:: What you should do ::
Using the entries below, transcribe exactly the line containing "point: vintage postcard" and each line that follows it to the end.

Records:
**********

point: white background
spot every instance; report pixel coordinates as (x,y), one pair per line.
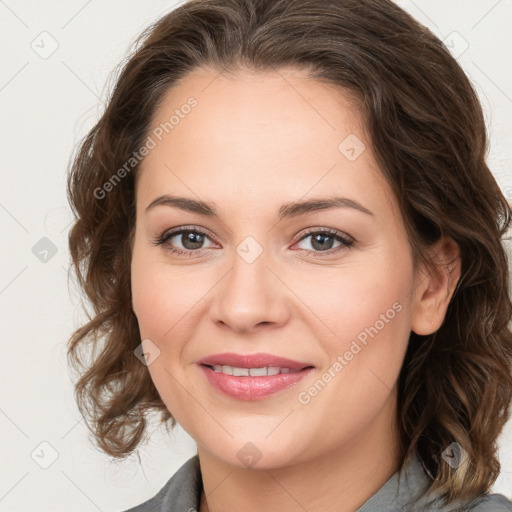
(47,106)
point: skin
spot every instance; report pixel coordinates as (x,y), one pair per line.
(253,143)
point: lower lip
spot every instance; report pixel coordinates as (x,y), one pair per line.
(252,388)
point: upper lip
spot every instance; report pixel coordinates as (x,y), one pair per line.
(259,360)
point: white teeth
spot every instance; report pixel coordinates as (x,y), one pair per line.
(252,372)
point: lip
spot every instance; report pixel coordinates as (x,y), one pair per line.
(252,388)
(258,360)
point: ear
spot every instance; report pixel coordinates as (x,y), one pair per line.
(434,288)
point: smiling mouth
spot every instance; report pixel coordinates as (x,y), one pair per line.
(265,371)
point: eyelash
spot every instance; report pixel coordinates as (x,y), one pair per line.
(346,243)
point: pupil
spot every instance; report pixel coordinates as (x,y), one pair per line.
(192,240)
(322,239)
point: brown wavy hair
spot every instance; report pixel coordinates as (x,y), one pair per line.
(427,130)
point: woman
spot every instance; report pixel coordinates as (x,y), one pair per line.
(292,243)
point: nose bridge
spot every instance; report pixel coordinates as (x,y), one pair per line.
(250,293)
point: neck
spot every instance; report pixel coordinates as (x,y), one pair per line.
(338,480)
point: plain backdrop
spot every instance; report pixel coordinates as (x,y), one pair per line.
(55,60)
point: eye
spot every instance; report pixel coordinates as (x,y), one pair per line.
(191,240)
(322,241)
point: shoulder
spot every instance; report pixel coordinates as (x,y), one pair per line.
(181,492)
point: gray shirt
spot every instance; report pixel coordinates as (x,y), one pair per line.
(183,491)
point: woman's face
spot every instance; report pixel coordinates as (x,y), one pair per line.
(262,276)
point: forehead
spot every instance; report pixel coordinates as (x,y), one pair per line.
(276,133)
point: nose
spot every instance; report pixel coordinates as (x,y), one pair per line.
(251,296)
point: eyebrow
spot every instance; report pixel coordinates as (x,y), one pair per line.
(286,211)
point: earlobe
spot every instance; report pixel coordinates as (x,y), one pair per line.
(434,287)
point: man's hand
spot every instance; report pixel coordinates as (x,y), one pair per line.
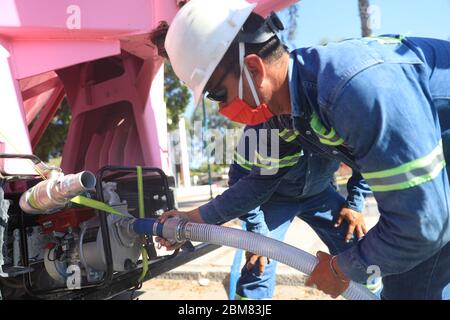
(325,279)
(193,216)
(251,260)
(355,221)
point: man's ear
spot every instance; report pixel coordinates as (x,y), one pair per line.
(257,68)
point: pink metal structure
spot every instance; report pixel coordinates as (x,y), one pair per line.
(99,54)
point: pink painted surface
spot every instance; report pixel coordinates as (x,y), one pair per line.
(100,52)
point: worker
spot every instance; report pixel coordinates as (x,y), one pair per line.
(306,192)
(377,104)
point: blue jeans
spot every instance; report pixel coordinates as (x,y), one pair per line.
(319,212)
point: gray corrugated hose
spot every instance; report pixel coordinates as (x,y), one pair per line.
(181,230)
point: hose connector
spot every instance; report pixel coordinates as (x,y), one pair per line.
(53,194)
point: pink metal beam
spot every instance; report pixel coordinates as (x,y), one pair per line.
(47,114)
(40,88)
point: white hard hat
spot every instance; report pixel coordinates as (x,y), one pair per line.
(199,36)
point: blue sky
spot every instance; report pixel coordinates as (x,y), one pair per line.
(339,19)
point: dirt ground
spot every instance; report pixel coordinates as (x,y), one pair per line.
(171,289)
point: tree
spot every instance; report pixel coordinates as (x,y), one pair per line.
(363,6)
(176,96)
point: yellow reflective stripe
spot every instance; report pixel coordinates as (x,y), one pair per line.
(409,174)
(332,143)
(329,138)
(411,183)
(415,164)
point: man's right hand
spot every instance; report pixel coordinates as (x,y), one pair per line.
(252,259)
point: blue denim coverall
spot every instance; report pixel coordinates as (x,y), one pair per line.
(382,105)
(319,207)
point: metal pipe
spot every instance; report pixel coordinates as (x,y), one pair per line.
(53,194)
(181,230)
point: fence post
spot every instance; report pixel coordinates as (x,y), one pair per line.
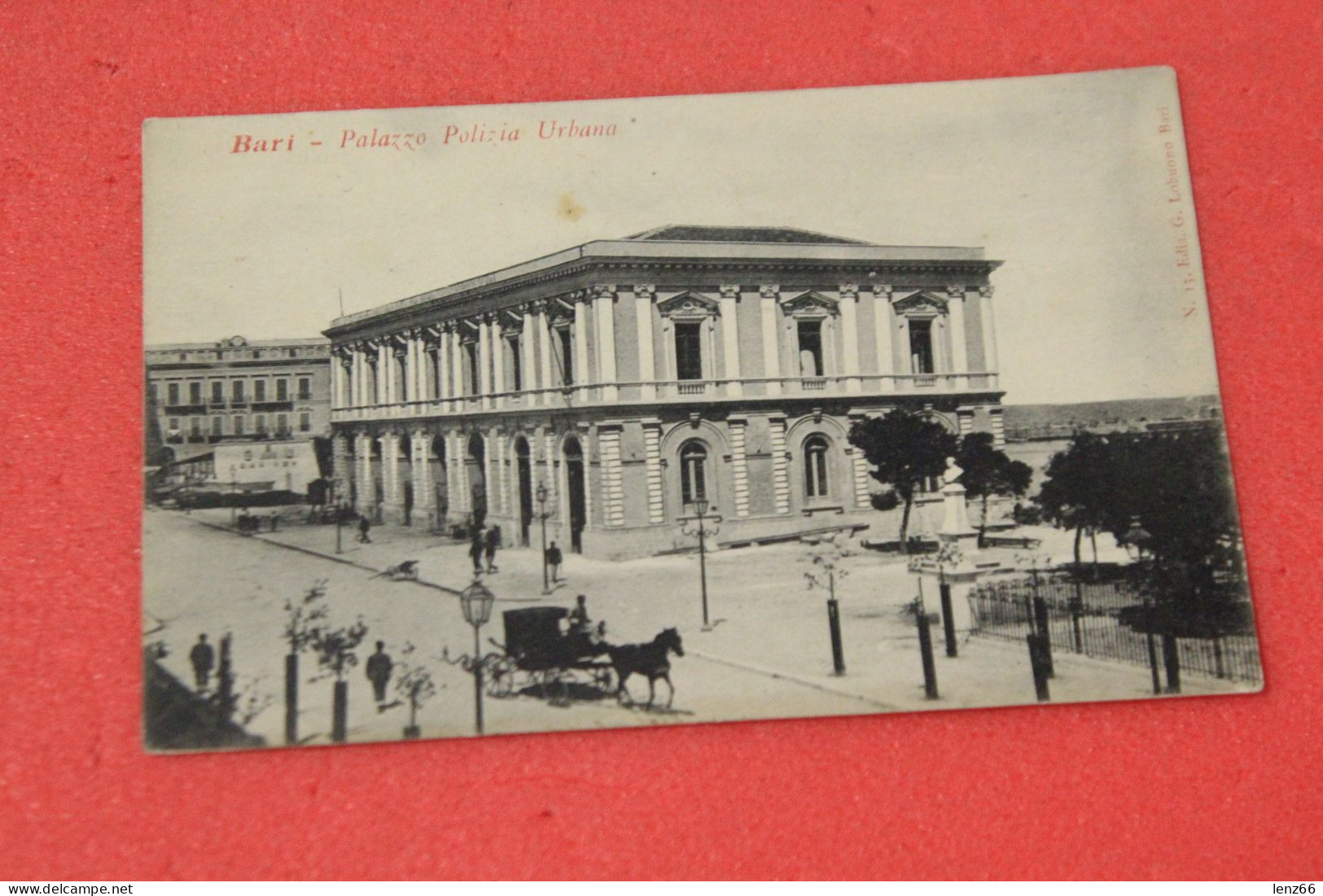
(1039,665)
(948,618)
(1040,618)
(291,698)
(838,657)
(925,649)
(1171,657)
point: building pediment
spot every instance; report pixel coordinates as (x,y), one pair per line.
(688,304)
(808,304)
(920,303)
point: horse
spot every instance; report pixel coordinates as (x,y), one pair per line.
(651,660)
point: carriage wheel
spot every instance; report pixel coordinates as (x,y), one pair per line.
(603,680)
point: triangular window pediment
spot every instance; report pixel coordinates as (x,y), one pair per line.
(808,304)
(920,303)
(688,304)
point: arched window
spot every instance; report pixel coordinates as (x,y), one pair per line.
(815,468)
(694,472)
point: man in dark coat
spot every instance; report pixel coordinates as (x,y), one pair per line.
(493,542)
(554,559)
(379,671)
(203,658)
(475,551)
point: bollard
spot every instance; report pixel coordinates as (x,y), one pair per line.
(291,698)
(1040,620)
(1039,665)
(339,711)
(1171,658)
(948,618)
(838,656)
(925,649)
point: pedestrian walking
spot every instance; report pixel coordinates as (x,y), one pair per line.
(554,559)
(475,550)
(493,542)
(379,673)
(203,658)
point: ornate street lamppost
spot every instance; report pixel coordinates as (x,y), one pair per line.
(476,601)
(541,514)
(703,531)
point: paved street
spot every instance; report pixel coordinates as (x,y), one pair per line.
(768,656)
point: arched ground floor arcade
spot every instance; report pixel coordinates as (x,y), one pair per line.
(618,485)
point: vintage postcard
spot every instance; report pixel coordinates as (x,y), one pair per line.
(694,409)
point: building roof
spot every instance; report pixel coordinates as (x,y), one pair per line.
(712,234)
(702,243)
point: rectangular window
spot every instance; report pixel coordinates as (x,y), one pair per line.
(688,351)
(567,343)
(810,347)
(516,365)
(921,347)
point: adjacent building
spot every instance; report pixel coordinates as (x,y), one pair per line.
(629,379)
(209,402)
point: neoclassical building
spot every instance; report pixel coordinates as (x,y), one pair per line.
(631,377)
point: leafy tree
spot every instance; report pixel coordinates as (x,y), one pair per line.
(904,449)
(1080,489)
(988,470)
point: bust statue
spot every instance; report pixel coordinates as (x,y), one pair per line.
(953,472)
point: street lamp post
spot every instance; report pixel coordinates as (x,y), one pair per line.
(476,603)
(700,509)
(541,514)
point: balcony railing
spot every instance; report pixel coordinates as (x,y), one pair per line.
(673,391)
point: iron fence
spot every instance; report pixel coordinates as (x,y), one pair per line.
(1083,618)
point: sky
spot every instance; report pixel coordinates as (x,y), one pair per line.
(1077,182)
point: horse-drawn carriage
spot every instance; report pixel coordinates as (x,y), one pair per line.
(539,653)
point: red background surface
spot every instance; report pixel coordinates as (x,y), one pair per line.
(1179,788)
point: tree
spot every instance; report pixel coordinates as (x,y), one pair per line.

**********

:: Solution ::
point: vintage postcard
spot every instance; report pixel coordinates as (x,y), one pair per line.
(694,409)
point: building roof
spot every instance; report pixel coordinates as (x,y), one pair per line.
(712,234)
(702,243)
point: rectangular window
spot every instance; report pixel coordinates as (x,y), one pair per line.
(688,351)
(567,343)
(810,347)
(516,365)
(921,347)
point: adjacent building
spot every instance; report pixel coordinates as (x,y), one pair per line.
(629,379)
(209,402)
point: neoclassical building
spot every instance; report pixel coordinates as (x,y), one pair per line.
(631,377)
point: leafy tree
spot every instance; report pixel coordinates as (x,y), one pair per line.
(904,449)
(1080,489)
(988,470)
point: bust statue
spot every instance; report pixel coordinates as (x,y), one pair per line.
(953,472)
point: street lamp post
spot every instance; report pixel coordinates as (x,y), one pair per line.
(476,603)
(700,509)
(541,514)
point: balcony railing
spot every instance; report pixel coordinates as (x,y), one pair per line.
(673,391)
point: iron fence
spot every instance; report pixel coordinates as (x,y), one pair per line.
(1083,618)
point: sky
spot every instance; report pixel coordinates as (x,y), one pair per line.
(1077,182)
point: horse-drawn carriage
spot every instance; report pixel coordinates as (x,y), one pair per line.
(539,653)
point: red background surface
spot every instance; report pixel coordinates as (x,y), one pair per line.
(1179,788)
point: tree
spot every instance; report pixel coordinates as (x,y), one pair per line.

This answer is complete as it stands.